Copy the lines below, please, starting with the one that contains "Target: grassy bank" and ending with the last. Pictures stay out.

◇ ◇ ◇ ◇

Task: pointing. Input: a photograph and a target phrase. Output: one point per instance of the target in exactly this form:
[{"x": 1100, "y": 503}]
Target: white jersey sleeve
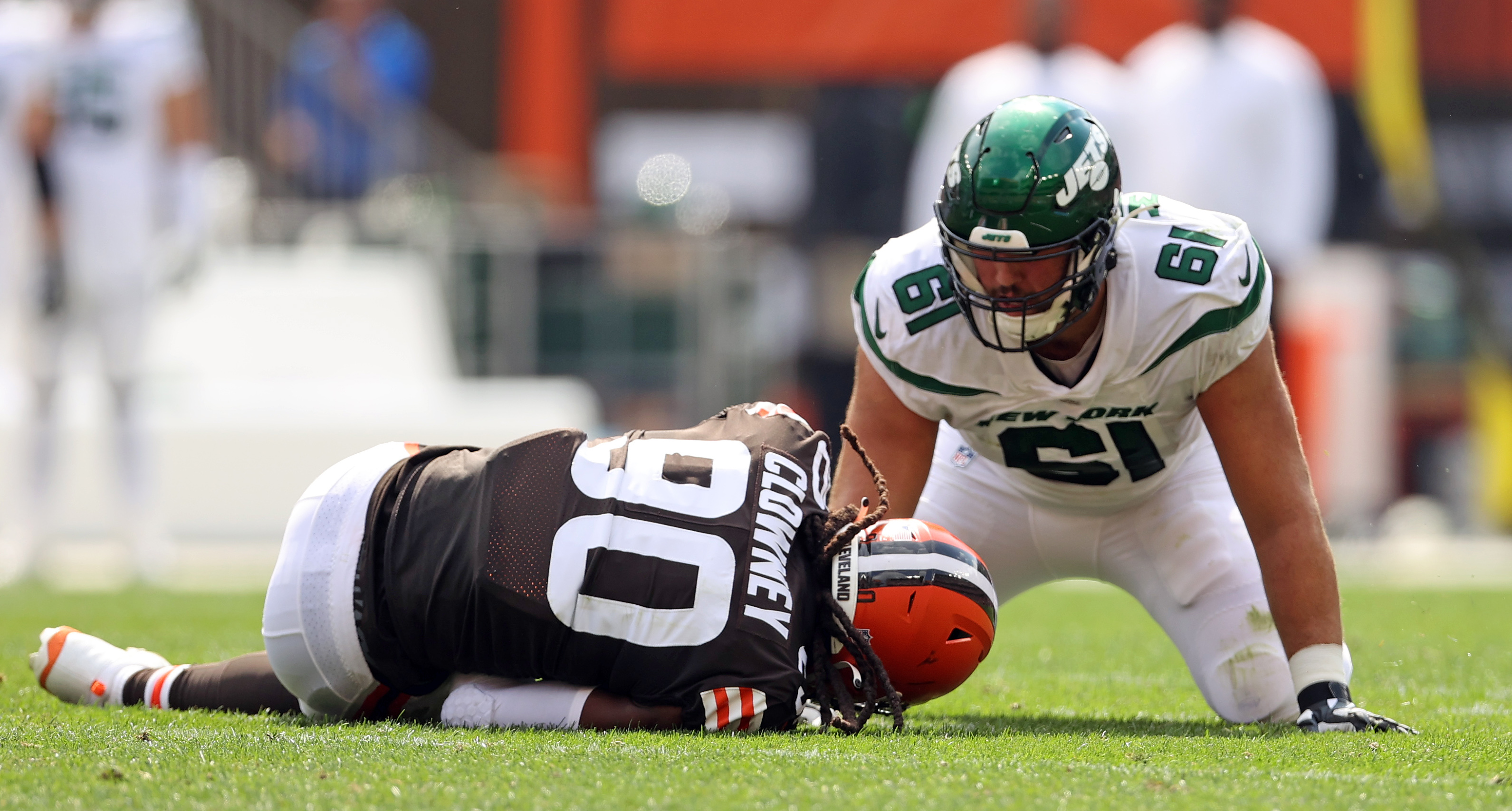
[
  {"x": 1209, "y": 285},
  {"x": 1187, "y": 302},
  {"x": 894, "y": 312}
]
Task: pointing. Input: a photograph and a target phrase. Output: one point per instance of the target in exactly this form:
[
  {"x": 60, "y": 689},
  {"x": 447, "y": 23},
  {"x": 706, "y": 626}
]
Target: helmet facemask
[{"x": 1015, "y": 324}]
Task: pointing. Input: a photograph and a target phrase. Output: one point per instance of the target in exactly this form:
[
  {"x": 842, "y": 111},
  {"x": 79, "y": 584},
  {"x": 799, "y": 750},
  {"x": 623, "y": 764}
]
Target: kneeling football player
[{"x": 658, "y": 580}]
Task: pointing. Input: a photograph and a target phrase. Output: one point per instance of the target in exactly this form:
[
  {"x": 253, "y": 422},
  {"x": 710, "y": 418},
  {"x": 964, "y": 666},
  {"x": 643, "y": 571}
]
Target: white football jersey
[
  {"x": 109, "y": 152},
  {"x": 1187, "y": 302},
  {"x": 29, "y": 31}
]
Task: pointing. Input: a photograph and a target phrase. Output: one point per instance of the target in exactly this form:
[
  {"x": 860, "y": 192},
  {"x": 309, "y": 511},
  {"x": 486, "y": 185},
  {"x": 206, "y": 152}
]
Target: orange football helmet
[{"x": 926, "y": 601}]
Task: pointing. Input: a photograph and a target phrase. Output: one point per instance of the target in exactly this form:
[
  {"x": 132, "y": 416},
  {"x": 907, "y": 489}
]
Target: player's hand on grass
[{"x": 1327, "y": 707}]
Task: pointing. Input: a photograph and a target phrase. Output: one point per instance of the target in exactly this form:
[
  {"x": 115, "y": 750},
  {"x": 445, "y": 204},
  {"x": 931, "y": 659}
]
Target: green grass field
[{"x": 1083, "y": 704}]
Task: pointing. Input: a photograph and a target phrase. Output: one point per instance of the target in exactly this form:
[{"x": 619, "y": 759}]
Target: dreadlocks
[{"x": 828, "y": 538}]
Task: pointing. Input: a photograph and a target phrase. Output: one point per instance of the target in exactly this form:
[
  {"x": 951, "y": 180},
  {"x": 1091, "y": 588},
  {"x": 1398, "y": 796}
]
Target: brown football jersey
[{"x": 667, "y": 566}]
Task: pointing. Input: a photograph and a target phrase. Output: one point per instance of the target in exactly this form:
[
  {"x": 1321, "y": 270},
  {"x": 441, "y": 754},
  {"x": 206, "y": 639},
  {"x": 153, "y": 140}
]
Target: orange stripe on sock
[
  {"x": 722, "y": 704},
  {"x": 55, "y": 648},
  {"x": 158, "y": 689}
]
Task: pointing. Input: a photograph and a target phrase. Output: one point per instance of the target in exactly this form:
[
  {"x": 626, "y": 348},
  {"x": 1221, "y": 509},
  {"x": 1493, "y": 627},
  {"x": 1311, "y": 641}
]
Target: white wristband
[{"x": 1319, "y": 663}]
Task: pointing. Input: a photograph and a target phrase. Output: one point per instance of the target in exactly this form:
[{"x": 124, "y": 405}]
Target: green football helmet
[{"x": 1035, "y": 179}]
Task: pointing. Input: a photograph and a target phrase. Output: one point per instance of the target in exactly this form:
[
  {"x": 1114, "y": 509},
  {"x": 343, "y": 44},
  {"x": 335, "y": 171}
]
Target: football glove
[{"x": 1327, "y": 707}]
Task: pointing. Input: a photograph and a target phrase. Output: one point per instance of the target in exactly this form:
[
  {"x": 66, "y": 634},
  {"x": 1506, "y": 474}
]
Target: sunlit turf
[{"x": 1083, "y": 704}]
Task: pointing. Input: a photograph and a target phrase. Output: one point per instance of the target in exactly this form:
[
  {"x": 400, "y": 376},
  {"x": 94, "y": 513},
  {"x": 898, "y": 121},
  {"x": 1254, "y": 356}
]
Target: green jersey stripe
[
  {"x": 908, "y": 376},
  {"x": 1219, "y": 321},
  {"x": 932, "y": 318},
  {"x": 1196, "y": 237}
]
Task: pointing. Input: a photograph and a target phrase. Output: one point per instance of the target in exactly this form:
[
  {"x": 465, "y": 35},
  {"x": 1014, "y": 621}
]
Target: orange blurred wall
[
  {"x": 555, "y": 50},
  {"x": 888, "y": 40}
]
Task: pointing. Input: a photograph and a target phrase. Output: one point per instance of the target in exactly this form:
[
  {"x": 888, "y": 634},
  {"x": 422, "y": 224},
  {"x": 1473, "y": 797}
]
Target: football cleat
[
  {"x": 924, "y": 600},
  {"x": 85, "y": 669},
  {"x": 1331, "y": 710}
]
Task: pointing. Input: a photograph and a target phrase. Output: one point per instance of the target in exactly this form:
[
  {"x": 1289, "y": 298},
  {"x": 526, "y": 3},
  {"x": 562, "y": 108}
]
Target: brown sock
[{"x": 244, "y": 685}]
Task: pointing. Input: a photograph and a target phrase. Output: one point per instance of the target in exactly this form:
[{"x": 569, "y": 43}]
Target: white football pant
[
  {"x": 1183, "y": 553},
  {"x": 309, "y": 624}
]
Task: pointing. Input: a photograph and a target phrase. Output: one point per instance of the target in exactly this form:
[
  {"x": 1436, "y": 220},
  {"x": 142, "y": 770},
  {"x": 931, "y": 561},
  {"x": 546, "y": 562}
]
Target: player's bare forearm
[
  {"x": 1255, "y": 433},
  {"x": 610, "y": 712},
  {"x": 188, "y": 118},
  {"x": 899, "y": 441}
]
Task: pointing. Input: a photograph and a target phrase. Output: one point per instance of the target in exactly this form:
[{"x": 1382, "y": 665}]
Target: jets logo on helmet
[
  {"x": 1091, "y": 170},
  {"x": 926, "y": 601},
  {"x": 1038, "y": 179}
]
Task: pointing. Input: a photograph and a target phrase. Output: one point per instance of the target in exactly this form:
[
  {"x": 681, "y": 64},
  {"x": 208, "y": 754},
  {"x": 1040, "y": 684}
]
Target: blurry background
[{"x": 471, "y": 220}]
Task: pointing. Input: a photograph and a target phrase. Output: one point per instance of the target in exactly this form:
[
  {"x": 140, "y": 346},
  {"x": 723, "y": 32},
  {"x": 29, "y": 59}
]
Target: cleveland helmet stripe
[
  {"x": 930, "y": 560},
  {"x": 930, "y": 577},
  {"x": 883, "y": 547}
]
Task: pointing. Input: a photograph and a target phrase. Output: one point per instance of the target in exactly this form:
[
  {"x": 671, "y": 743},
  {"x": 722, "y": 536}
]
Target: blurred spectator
[
  {"x": 348, "y": 111},
  {"x": 29, "y": 31},
  {"x": 1234, "y": 115},
  {"x": 127, "y": 153},
  {"x": 980, "y": 82}
]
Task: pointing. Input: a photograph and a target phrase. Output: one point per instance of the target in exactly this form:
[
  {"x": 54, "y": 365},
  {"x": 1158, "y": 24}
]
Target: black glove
[{"x": 1327, "y": 707}]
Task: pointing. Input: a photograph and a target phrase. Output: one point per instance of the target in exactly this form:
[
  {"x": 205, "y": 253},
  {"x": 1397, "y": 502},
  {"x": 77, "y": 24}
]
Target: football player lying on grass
[{"x": 655, "y": 580}]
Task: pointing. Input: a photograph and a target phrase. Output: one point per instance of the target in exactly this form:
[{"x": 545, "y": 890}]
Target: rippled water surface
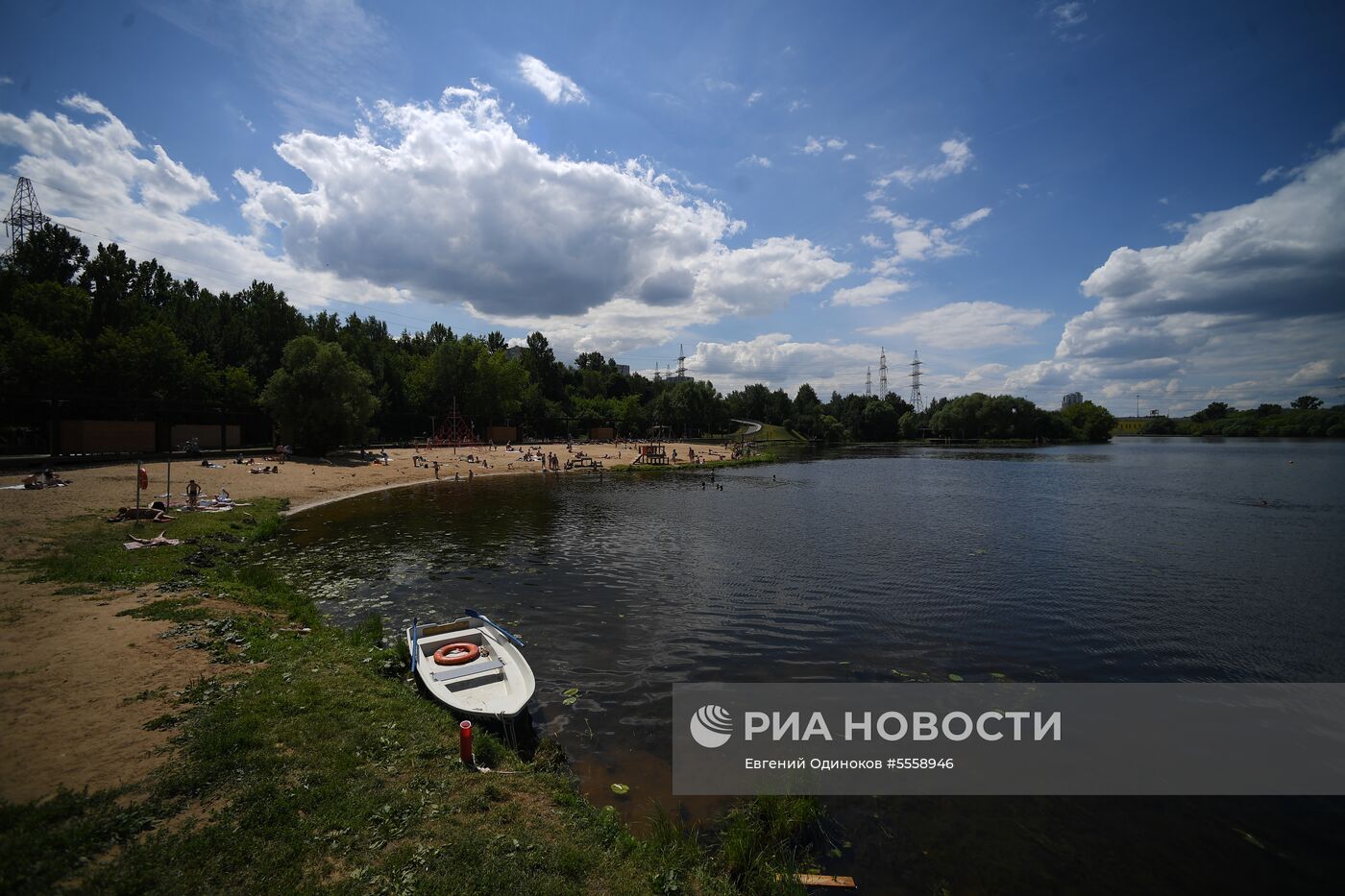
[{"x": 1145, "y": 560}]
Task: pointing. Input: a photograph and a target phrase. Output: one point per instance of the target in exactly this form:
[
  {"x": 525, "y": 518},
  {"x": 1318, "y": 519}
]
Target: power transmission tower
[
  {"x": 917, "y": 399},
  {"x": 24, "y": 215}
]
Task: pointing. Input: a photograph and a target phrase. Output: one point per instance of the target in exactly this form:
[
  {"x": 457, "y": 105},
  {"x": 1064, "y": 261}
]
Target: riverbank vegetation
[
  {"x": 101, "y": 327},
  {"x": 1305, "y": 417},
  {"x": 309, "y": 762}
]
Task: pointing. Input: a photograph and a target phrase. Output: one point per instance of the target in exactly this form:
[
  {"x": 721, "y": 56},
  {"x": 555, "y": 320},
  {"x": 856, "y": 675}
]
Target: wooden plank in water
[{"x": 823, "y": 880}]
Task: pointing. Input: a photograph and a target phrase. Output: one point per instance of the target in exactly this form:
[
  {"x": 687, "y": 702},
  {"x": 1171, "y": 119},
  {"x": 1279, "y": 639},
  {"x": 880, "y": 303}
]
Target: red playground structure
[{"x": 454, "y": 432}]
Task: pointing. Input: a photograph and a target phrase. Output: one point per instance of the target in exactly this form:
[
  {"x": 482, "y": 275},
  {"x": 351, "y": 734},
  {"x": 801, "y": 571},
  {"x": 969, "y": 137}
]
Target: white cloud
[
  {"x": 98, "y": 178},
  {"x": 912, "y": 240},
  {"x": 1065, "y": 19},
  {"x": 817, "y": 145},
  {"x": 1250, "y": 295},
  {"x": 968, "y": 325},
  {"x": 558, "y": 89},
  {"x": 874, "y": 292},
  {"x": 957, "y": 157},
  {"x": 467, "y": 210},
  {"x": 312, "y": 57},
  {"x": 779, "y": 361},
  {"x": 970, "y": 218},
  {"x": 1314, "y": 373}
]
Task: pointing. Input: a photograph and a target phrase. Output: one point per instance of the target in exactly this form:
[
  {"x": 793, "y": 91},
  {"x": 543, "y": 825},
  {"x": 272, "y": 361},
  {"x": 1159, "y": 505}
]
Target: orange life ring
[{"x": 456, "y": 654}]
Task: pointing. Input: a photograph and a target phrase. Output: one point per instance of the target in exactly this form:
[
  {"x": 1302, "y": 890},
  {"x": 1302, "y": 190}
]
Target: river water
[{"x": 1142, "y": 560}]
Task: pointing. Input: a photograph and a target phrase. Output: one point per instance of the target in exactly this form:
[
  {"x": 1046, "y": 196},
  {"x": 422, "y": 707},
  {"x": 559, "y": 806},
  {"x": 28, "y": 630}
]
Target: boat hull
[{"x": 497, "y": 684}]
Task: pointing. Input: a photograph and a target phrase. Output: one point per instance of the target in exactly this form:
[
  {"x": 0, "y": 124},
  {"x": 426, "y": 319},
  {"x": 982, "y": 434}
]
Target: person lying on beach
[{"x": 154, "y": 514}]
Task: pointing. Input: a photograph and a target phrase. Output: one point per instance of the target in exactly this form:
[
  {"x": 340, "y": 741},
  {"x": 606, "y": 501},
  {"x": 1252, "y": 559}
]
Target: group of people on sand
[{"x": 44, "y": 479}]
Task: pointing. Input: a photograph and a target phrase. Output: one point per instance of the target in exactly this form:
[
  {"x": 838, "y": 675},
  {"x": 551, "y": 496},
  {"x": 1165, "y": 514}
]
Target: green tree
[
  {"x": 1089, "y": 422},
  {"x": 319, "y": 399},
  {"x": 50, "y": 254},
  {"x": 1213, "y": 410}
]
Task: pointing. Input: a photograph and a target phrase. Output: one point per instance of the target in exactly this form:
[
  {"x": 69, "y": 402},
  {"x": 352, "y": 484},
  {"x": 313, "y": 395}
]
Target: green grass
[{"x": 311, "y": 763}]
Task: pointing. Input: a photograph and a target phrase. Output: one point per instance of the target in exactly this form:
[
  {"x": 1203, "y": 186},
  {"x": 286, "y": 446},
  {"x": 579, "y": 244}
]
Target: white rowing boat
[{"x": 471, "y": 667}]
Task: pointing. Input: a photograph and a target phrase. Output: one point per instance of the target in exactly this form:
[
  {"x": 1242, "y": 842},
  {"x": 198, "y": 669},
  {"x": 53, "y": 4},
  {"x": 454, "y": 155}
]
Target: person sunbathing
[{"x": 140, "y": 513}]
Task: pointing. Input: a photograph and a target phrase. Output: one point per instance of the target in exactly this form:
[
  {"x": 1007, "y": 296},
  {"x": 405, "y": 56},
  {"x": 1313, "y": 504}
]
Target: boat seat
[{"x": 470, "y": 668}]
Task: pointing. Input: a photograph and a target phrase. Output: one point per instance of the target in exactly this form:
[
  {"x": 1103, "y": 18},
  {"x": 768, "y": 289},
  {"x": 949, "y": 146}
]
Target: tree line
[
  {"x": 100, "y": 325},
  {"x": 1305, "y": 416}
]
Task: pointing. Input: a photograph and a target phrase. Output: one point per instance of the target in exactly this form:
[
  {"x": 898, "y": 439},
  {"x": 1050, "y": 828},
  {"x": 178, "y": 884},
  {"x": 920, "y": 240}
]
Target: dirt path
[{"x": 77, "y": 685}]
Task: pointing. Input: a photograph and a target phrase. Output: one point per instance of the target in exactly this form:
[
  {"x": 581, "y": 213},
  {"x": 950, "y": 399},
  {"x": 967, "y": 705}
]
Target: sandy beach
[
  {"x": 305, "y": 482},
  {"x": 64, "y": 731}
]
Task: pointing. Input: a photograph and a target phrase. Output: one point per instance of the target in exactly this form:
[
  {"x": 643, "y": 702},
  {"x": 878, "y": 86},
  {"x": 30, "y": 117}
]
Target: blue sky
[{"x": 1116, "y": 198}]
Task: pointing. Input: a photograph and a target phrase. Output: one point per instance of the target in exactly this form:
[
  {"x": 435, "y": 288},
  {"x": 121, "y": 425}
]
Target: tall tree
[{"x": 319, "y": 397}]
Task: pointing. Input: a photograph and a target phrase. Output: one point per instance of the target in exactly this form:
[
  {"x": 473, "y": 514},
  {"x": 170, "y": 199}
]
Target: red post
[{"x": 464, "y": 742}]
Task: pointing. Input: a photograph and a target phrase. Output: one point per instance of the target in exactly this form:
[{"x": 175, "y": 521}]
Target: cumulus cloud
[
  {"x": 874, "y": 292},
  {"x": 558, "y": 89},
  {"x": 968, "y": 325},
  {"x": 917, "y": 238},
  {"x": 779, "y": 361},
  {"x": 970, "y": 218},
  {"x": 1315, "y": 373},
  {"x": 94, "y": 175},
  {"x": 1065, "y": 19},
  {"x": 817, "y": 145},
  {"x": 467, "y": 211},
  {"x": 493, "y": 221},
  {"x": 957, "y": 157},
  {"x": 1251, "y": 294}
]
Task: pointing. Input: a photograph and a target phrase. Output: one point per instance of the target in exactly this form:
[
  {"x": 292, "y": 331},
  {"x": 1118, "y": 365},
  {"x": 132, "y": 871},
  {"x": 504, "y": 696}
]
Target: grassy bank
[{"x": 309, "y": 762}]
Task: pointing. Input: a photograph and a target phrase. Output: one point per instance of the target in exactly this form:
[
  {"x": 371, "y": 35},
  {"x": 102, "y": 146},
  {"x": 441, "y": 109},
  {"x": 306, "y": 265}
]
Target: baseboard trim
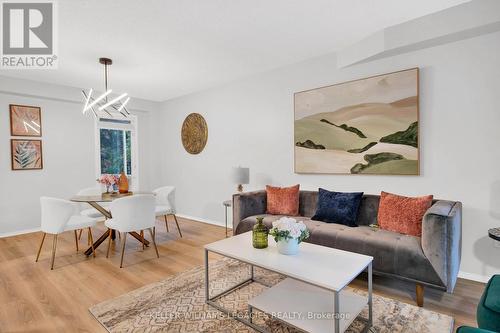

◇ ◇ ◇ ◇

Answer to this task –
Target: grassy bank
[{"x": 309, "y": 762}]
Task: pointing. Input: a photograph and a target phrase. Output: one point per instance of the target in exactly this form:
[
  {"x": 371, "y": 35},
  {"x": 102, "y": 146},
  {"x": 441, "y": 109},
  {"x": 306, "y": 265}
]
Target: baseboard trim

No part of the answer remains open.